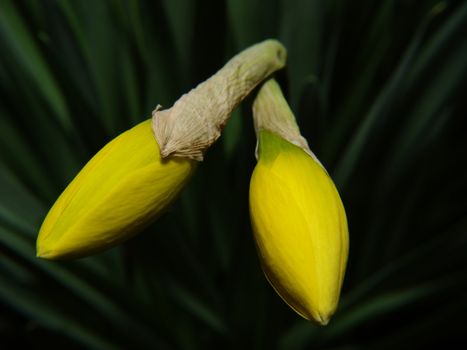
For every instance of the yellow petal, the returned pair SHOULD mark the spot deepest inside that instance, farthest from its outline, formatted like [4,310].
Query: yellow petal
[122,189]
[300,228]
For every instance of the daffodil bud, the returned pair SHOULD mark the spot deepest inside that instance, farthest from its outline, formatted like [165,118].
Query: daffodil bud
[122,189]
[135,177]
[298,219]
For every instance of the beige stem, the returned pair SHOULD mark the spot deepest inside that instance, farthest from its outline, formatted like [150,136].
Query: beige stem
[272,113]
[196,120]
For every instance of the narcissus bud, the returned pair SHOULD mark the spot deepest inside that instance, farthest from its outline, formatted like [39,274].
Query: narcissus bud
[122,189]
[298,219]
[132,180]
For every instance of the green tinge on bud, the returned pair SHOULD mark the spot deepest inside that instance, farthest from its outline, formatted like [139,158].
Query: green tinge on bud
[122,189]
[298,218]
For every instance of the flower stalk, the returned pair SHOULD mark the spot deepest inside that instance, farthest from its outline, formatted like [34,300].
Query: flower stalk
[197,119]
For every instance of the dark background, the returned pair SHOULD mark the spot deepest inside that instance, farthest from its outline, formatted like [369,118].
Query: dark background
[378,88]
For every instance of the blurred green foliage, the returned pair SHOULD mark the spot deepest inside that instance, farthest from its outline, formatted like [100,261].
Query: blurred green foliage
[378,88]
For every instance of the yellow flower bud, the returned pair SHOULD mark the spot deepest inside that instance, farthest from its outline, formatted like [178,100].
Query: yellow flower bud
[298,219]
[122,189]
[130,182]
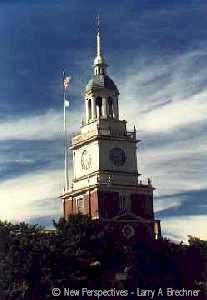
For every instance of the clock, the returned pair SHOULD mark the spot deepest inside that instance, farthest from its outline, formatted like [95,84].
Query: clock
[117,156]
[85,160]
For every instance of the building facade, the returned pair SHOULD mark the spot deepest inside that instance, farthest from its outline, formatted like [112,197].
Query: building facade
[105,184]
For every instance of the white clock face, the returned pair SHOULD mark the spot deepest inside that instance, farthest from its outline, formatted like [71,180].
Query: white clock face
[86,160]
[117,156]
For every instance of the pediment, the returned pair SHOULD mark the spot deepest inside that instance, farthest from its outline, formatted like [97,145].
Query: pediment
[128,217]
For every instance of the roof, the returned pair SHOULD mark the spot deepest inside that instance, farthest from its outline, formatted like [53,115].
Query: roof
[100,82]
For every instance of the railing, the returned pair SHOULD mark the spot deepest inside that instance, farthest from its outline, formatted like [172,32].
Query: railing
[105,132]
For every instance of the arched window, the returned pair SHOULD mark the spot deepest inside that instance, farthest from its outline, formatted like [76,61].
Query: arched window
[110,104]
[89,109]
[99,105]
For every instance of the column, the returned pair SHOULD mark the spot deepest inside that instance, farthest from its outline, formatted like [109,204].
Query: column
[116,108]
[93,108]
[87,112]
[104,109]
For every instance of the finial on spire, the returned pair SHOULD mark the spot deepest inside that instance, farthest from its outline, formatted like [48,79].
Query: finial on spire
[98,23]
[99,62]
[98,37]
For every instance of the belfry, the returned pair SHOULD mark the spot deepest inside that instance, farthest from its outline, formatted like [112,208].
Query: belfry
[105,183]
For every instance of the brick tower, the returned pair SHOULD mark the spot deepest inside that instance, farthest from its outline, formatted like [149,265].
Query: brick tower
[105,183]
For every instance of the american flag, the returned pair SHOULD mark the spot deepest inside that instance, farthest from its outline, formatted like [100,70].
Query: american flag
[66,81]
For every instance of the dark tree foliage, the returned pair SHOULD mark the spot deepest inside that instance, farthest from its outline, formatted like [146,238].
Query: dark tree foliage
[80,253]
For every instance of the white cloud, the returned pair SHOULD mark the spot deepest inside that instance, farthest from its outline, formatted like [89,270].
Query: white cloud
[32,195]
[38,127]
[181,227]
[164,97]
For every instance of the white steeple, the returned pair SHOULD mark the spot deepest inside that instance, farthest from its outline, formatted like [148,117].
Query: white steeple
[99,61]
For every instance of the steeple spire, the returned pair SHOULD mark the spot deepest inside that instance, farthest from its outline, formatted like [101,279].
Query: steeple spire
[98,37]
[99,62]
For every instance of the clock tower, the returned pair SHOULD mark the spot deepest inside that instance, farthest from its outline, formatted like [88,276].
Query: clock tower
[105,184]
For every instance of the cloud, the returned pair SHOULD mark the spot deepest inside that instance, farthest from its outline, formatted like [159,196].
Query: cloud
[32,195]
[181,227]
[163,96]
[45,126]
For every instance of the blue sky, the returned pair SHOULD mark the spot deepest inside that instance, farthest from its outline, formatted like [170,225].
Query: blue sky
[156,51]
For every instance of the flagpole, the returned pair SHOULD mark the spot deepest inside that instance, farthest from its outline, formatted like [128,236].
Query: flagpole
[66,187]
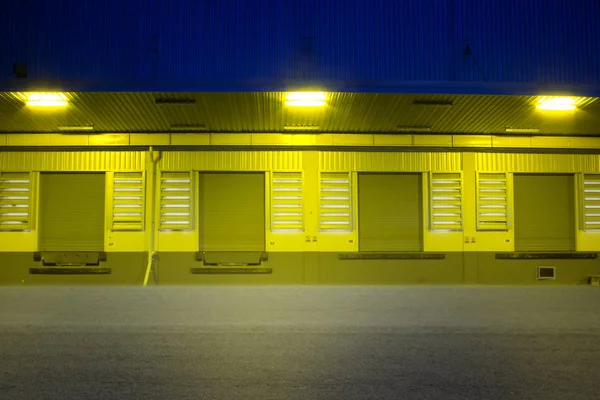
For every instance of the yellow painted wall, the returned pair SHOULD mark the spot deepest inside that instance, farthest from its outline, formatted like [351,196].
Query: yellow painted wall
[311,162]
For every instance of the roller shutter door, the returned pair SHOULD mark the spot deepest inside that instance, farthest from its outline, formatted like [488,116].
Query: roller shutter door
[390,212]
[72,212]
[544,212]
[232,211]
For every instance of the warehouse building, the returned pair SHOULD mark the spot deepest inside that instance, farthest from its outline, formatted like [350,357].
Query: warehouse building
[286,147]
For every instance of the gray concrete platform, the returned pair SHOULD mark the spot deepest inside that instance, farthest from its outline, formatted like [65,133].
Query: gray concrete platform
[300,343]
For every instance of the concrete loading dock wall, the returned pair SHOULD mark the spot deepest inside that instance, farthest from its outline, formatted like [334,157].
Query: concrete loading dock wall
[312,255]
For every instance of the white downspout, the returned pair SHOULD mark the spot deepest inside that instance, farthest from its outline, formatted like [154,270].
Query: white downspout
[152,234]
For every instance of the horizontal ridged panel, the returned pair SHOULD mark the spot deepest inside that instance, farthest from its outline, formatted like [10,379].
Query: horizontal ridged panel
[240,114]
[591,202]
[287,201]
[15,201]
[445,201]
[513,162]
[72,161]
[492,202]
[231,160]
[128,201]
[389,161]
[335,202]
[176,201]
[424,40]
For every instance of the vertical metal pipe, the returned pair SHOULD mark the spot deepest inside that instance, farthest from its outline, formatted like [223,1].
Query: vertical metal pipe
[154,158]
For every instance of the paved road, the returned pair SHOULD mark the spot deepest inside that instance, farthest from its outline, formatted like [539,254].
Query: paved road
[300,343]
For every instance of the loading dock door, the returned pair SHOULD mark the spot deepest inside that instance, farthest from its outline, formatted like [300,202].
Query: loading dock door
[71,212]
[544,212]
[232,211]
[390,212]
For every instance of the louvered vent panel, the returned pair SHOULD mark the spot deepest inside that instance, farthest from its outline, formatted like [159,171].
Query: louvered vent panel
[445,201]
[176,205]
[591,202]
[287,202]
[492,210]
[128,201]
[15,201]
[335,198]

● EXERCISE AIM
Without the pictures, repeat the listing above exactly.

● ANSWER BELOW
For every instance of the yellow petal, the returned pair SHOULD mark the spot deepest inside that instance, farthest from its outline, formatted like [4,310].
Query: yellow petal
[122,189]
[300,228]
For every instance of the daffodil bud, the returned pair SHOULD mark the spot deepest inside that instance, farthest from its outline, formatted like [165,118].
Query: daffodil bud
[122,189]
[135,177]
[298,219]
For every instance of the beige stem, the returned pair SHOULD mark the spot deepest inside that instance, farthest from its outline, formatted like [150,136].
Query: beige stem
[272,113]
[196,120]
For every instance of the narcissus bud, the returned pair SHOULD mark the spot deepest inside that instance, farthest from its outline, formatted like [39,274].
Query: narcissus bud
[122,189]
[298,219]
[132,180]
For every instance of the green tinge on bud, the returned pair SHOULD mark the spot deepest inside that instance, farthest from its outline, formatted like [139,158].
Query: green tinge on bud
[122,189]
[298,218]
For every instance of the flower stalk, the returned pair SHOULD mark the spot deepest inside that instance, farthest from its outline, formatted like [34,300].
Query: flower stalk
[197,119]
For every instance of the dark background, the returned pair SHOULD mark the spot deepest inside that instance, farthest from its outline, formatted like [369,118].
Query: dark background
[378,88]
For every instance of the blurred green foliage, the returned pair SHOULD mark the spot deepest inside that instance, farthest from its outline, formatted like [100,261].
Query: blurred green foliage
[378,88]
For every instance of the yellow flower bud, the returned pair SHOULD mark the spot deepest inside that instance, farthest from its outline, formatted like [178,100].
Query: yellow flower bud
[298,219]
[122,189]
[130,182]
For every instance of the clock, the returned pair SHOULD mark the spot deepest inside that instance, farthest from its outline, formatted like [95,84].
Query: clock
[117,156]
[85,160]
For every instance of the building facade, the returned pair SHOULD mark the spot deepest inside that instance, farthest from its outline, formatted like [112,197].
Query: building facade
[105,184]
For every instance of the white clock face, the returned pair SHOULD mark the spot deepest inside that instance, farthest from its outline, formatted like [71,180].
Query: white clock face
[86,160]
[117,156]
For every instance of the pediment, the returned pair SHOULD mark the spot deepest inside that instance, farthest from its outline, formatted like [97,145].
Query: pediment
[128,217]
For every instance of the roof, the returned pair SHOULD mark the spot deepest inside that instance, farthest from its outline, formatted like [53,115].
Query: roof
[100,82]
For every instance of the railing, the returned pair SHOULD mark the spot deepest inside that instance, farthest from its outline, formatted like [172,32].
Query: railing
[105,132]
For every instance of the arched window, the returned pair SHOULD mark the spot deepest inside that instance, farthest from its outline, formatted like [76,61].
Query: arched window
[110,104]
[89,109]
[99,105]
For every instance of the column, the returned pair SHOULD mark the spot deepest inside that instance, farthest from its outline, formatted like [109,204].
Query: column
[116,108]
[93,108]
[87,112]
[104,109]
For every instance of the finial on spire, the returned pair SHOULD mark the spot deepest inside that instance, farthest from its outline, formatted like [48,79].
Query: finial on spire
[98,23]
[99,62]
[98,37]
For every instance of the belfry, the returned pair SHOULD mark the spot deepest inside that instance, farthest from its outline, formatted like [112,208].
Query: belfry
[105,183]
For every instance of the brick tower, the returned pair SHOULD mark the spot deepest inside that instance, farthest from its outline, formatted like [149,265].
Query: brick tower
[105,183]
For every instance of the american flag, the returned pair SHOULD mark the spot deepest inside that instance, farthest from its outline, formatted like [100,70].
Query: american flag
[66,81]
For every instance of the dark tree foliage, the returned pair SHOULD mark the spot deepest inside that instance, farthest from its outline, formatted like [146,238].
Query: dark tree foliage
[80,253]
For every instance of the white cloud, the returned pair SHOULD mark the spot deepest inside that instance, farthest from its outline, formatted like [89,270].
Query: white cloud
[32,195]
[38,127]
[181,227]
[164,97]
For every instance of the white steeple, the returned pair SHOULD mark the spot deepest inside that instance, farthest from its outline, formatted like [148,117].
Query: white steeple
[99,61]
For every instance of the steeple spire, the returned pair SHOULD mark the spot deepest inside that instance, farthest from its outline, formatted like [101,279].
Query: steeple spire
[98,37]
[99,62]
For every instance of the clock tower, the returned pair SHOULD mark the spot deepest inside that instance, farthest from its outline, formatted like [88,276].
Query: clock tower
[105,184]
For every instance of the cloud, the returned pair SHOULD mark the spot deepest inside that instance, farthest from its outline, formatted like [159,196].
Query: cloud
[32,195]
[181,227]
[163,96]
[45,126]
For every instance of the blue sky, the returned pair SHOULD mark the spot deepest inside that instance, farthest from its outline, formatted like [170,225].
Query: blue sky
[156,51]
For every instance of the flagpole, the returned pair SHOULD mark the spot deepest inside that instance, farthest from its outline, formatted like [128,236].
Query: flagpole
[66,187]
For every instance of the yellow painted wall, the returned pair SHOULD mark the spot deepest inside that instance, farthest from its outline, formatted like [351,196].
Query: yellow painted wall
[311,162]
For every instance of the roller shutter door, the returned pair SHOULD mark the spot deepest inside that instance, farthest from its outline, formatted like [488,116].
Query: roller shutter door
[390,212]
[72,212]
[544,212]
[232,211]
For every instance of the warehouse building, the returned pair SHOULD mark the spot deepest inside that instance, farthest from its outline, formatted like [350,357].
Query: warehouse building
[286,147]
For every instance of the gray concrete platform, the returned pair SHOULD mark the spot deepest inside that instance, farthest from its outline, formatted like [65,133].
Query: gray concrete platform
[300,343]
For every instance of the concrete loading dock wall, the returned pair SHOULD mark the spot deepest inside that instance, farthest from its outline, formatted like [334,157].
Query: concrete loading dock wall
[312,255]
For every instance of the white downspout, the returned pair SHOULD mark the spot deepest inside that instance, farthest from its outline, formatted like [154,270].
Query: white downspout
[152,234]
For every instance of the horizontal ridged panel, the returned pair SHOULD mark the spot deepest inside that instance, farthest from its outline, formatted like [10,379].
Query: horizontal ridged panel
[240,114]
[591,202]
[287,201]
[15,201]
[445,201]
[513,162]
[72,161]
[492,202]
[231,160]
[128,201]
[389,161]
[335,202]
[176,201]
[424,40]
For every instance of the vertical metal pipe, the returned pair SHOULD mark the spot deepest inside that instance, farthest from its outline, formatted like [223,1].
Query: vertical metal pipe
[154,158]
For every instance of the paved road, the returned pair SHOULD mark the spot deepest inside that instance, farthest from its outline, formatted like [539,254].
Query: paved road
[300,343]
For every instance of the loading dock door, the returned pair SHOULD mark the spot deepest inside that instance, farthest from its outline, formatted like [300,202].
Query: loading dock door
[71,212]
[544,212]
[232,211]
[390,212]
For every instance of the louvered vent panel, the returned pair SHOULD mark the spot deepest inside that instance, farthest from its outline, formatted like [159,171].
Query: louvered vent panel
[445,201]
[176,205]
[591,202]
[287,202]
[492,210]
[128,201]
[15,201]
[335,198]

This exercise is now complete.